## Tarea
Cambia "red t-shirt" por "blue t-shirt" en las filas que van desde la que contiene "Task: tag the red" hasta el final del listado, ambos extremos incluidos. Reproduce solo esas filas y deja todo lo demás intacto.
──────── Listado ────────
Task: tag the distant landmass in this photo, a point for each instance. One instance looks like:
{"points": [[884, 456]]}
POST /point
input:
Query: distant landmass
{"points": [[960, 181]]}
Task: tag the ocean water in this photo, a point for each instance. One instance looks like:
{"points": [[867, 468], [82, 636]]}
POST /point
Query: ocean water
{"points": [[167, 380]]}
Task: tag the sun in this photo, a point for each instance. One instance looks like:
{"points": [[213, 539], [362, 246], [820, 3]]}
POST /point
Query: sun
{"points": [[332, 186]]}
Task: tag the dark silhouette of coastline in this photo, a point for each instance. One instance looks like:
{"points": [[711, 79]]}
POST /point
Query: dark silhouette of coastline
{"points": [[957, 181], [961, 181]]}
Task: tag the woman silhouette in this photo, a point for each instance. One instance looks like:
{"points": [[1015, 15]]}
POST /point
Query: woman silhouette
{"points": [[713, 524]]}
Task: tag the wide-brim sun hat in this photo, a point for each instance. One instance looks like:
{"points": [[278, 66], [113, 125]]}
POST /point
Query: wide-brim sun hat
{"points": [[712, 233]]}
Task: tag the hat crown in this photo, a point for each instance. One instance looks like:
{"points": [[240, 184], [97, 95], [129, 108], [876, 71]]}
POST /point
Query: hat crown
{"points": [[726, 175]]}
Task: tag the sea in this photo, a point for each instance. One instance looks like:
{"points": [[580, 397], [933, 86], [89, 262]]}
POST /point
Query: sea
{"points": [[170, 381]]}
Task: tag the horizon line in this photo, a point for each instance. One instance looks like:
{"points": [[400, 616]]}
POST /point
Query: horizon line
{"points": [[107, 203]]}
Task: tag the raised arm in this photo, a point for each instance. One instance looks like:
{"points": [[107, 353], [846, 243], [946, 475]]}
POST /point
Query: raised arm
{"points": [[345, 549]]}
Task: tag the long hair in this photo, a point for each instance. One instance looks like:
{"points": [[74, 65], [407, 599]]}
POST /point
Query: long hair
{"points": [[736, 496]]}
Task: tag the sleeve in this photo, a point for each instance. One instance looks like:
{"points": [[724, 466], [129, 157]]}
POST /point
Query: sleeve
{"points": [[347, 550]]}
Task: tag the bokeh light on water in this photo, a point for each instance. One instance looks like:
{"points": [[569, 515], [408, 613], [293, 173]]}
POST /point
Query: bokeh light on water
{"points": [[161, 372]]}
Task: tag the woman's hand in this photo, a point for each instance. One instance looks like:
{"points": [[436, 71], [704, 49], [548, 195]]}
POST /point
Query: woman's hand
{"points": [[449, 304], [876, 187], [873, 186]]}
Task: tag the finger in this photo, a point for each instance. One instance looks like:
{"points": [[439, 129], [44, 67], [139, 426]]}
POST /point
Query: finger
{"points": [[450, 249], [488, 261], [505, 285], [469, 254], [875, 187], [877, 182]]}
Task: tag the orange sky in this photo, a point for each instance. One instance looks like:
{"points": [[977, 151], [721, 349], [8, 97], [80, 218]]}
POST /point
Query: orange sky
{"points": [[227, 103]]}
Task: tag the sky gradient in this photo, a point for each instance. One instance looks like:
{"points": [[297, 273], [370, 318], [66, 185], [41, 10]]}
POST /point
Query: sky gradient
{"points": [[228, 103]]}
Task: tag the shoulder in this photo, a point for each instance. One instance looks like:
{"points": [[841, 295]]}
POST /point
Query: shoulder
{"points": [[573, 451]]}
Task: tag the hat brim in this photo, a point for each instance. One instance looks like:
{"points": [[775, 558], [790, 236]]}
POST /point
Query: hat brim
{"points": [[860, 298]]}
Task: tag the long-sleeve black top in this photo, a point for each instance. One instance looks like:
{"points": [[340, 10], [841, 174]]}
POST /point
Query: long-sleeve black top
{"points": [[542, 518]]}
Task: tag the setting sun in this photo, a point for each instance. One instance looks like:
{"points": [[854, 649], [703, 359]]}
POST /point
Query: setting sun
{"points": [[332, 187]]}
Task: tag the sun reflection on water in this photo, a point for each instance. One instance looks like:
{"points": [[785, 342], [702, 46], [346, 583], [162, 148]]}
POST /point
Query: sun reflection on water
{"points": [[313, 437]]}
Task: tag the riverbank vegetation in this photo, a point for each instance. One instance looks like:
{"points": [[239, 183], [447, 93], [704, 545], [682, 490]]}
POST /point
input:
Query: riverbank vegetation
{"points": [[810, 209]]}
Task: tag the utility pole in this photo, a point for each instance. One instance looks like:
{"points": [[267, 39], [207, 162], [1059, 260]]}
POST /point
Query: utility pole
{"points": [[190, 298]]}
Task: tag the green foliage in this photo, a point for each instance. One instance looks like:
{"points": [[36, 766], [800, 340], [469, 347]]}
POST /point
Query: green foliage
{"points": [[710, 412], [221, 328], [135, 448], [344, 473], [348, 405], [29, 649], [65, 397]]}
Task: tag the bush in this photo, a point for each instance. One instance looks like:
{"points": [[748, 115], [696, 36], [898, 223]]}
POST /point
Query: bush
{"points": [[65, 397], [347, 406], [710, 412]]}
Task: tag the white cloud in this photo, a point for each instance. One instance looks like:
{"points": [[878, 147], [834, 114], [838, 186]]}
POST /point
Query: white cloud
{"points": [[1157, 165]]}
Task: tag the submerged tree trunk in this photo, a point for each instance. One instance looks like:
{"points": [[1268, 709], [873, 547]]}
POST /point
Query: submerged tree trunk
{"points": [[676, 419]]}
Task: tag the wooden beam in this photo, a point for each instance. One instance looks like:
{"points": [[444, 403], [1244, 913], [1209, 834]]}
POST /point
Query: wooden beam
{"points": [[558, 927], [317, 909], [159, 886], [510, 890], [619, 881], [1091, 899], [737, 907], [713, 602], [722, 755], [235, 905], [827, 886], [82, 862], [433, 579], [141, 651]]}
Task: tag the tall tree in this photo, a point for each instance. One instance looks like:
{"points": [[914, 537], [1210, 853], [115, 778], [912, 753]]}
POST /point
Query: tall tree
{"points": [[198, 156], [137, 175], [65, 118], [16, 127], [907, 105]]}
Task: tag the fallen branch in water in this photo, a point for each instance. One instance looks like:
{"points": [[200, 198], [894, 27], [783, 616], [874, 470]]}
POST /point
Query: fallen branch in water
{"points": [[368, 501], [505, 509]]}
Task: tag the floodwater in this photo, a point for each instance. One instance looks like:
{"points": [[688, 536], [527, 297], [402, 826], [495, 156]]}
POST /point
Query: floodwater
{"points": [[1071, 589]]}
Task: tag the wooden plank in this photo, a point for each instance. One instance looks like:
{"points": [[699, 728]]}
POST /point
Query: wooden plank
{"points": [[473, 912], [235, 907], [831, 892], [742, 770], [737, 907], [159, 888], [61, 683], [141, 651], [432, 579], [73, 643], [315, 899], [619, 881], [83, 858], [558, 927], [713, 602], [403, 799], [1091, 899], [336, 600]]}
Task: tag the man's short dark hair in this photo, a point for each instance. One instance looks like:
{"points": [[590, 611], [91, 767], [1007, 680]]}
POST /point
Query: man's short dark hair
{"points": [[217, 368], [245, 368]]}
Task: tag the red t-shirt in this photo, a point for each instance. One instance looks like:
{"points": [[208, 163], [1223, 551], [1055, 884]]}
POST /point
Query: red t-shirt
────────
## Respuesta
Task: tag the blue t-shirt in this photo, a point for each instance. One instance looks like:
{"points": [[208, 163], [1223, 551], [1055, 884]]}
POST /point
Query: blue t-shirt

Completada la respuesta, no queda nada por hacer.